→ **What is expected**:
Pull every line of the listing below word for word, with the pictures left out.

▼▼▼

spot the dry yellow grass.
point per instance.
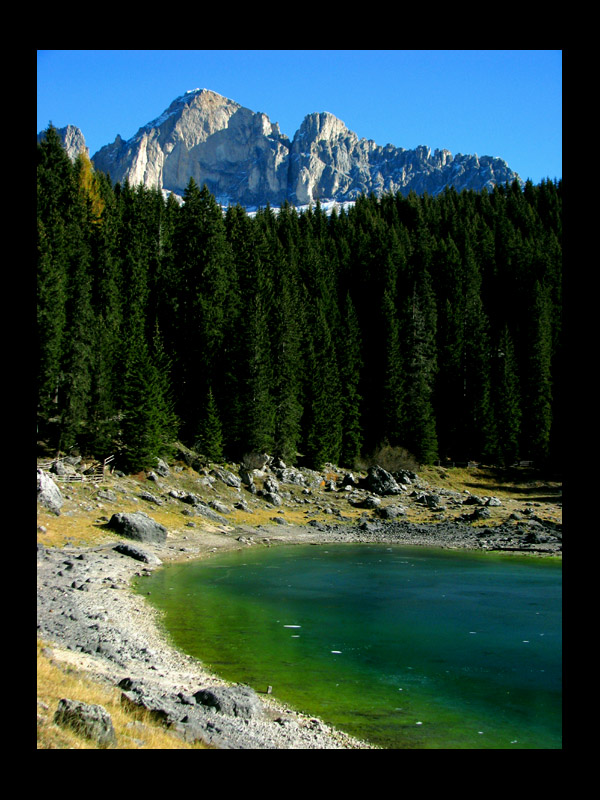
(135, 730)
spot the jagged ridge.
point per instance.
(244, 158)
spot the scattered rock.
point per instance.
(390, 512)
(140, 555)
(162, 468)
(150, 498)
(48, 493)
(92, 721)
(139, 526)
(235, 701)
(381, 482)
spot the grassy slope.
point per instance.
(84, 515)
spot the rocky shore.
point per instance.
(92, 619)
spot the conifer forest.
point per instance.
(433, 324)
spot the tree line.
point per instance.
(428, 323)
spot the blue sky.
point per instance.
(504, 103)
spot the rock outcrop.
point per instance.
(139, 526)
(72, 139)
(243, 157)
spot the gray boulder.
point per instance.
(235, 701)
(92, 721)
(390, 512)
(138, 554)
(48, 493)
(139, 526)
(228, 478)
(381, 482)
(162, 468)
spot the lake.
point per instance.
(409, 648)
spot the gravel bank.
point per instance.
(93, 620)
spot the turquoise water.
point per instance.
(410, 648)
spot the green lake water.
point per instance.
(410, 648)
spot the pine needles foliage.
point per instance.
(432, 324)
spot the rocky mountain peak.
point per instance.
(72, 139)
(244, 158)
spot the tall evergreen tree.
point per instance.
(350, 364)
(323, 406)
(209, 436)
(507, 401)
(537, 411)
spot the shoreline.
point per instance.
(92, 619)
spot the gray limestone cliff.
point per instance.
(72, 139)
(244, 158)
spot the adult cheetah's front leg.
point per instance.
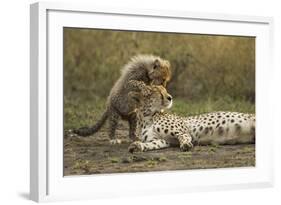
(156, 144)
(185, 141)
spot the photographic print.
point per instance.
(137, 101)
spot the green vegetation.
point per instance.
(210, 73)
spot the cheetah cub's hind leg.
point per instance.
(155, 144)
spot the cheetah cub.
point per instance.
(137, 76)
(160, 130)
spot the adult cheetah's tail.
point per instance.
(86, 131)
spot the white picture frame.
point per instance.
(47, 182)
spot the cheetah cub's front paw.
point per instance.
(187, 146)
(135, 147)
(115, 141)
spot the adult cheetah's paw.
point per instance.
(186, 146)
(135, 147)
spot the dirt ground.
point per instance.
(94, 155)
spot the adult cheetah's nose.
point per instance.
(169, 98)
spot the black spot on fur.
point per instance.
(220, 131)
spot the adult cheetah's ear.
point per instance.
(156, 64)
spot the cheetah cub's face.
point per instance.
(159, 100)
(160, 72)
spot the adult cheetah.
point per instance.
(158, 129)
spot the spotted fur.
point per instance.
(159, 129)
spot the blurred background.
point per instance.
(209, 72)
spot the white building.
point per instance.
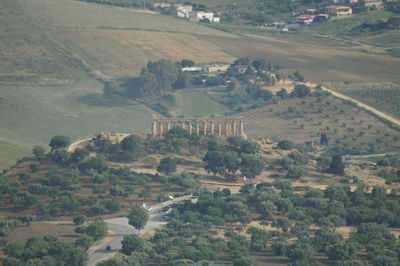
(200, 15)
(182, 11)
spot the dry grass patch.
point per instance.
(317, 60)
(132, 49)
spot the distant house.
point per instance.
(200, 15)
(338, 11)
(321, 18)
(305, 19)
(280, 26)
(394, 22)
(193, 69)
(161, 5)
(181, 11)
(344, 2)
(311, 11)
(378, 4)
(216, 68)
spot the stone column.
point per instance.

▲▲▲

→ **Response**:
spot the dry yellow grass.
point per instance.
(135, 730)
spot the jagged ridge.
point per instance.
(244, 158)
spot the scattered rock.
point per instance.
(390, 512)
(140, 555)
(162, 468)
(150, 498)
(48, 493)
(92, 721)
(139, 526)
(235, 701)
(381, 482)
spot the grassy slope.
point per instance.
(84, 515)
spot the rocky shore.
point per instance.
(92, 619)
spot the conifer forest.
point per instance.
(433, 324)
spot the tree line.
point per instance.
(428, 323)
spot the blue sky.
point per instance.
(504, 103)
spot the rock outcrop.
point per instance.
(139, 526)
(72, 139)
(243, 157)
spot the gray boulder.
point per instance.
(235, 701)
(92, 721)
(390, 512)
(138, 554)
(48, 493)
(139, 526)
(228, 478)
(381, 482)
(162, 468)
spot the lake.
point per instance.
(409, 648)
spot the gravel bank.
point per instance.
(93, 620)
spot the turquoise water.
point per instance.
(410, 648)
spot the green lake water.
point per instance.
(410, 648)
spot the pine needles foliage.
point per instance.
(432, 324)
spot the rocky mountain peak.
point per instance.
(72, 139)
(244, 158)
spot the tall evergreen tree.
point per instance.
(350, 364)
(323, 406)
(209, 436)
(507, 401)
(537, 411)
spot the shoreline.
point per instance.
(92, 619)
spot the gray limestone cliff.
point per instance.
(72, 139)
(244, 158)
spot the adult cheetah's front leg.
point per instance.
(156, 144)
(185, 141)
spot the photographic print.
point per instance.
(137, 101)
spot the green vegetation.
point per instance.
(210, 73)
spot the cheetah cub's hind leg.
point per instance.
(155, 144)
spot the cheetah cub.
point per instance.
(137, 76)
(160, 130)
spot the adult cheetah's tail.
point per instance.
(86, 131)
spot the white picture frame.
point per instance.
(47, 182)
spot the cheetah cub's front paw.
point per instance.
(187, 146)
(135, 147)
(115, 141)
spot the adult cheetah's paw.
point per instance.
(186, 146)
(135, 147)
spot the dirt ground.
point per instance.
(94, 155)
spot the adult cheetah's nose.
point per instance.
(169, 98)
spot the black spot on fur.
point per instance.
(220, 131)
spot the adult cheetah's ear.
point per instance.
(156, 64)
spot the cheetah cub's face.
point per instance.
(159, 100)
(160, 72)
spot the adult cheetah.
point per instance.
(158, 129)
spot the spotted fur.
point per instance.
(159, 129)
spot the blurred background.
point per instance.
(209, 72)
spot the white building.
point per instance.
(200, 15)
(182, 11)
spot the dry grass patch.
point per instance.
(317, 60)
(132, 49)
spot the distant house.
point per instance.
(200, 15)
(338, 11)
(321, 18)
(305, 19)
(280, 26)
(394, 22)
(193, 69)
(161, 5)
(181, 11)
(344, 2)
(311, 11)
(378, 4)
(216, 68)
spot the stone column.
point per instance.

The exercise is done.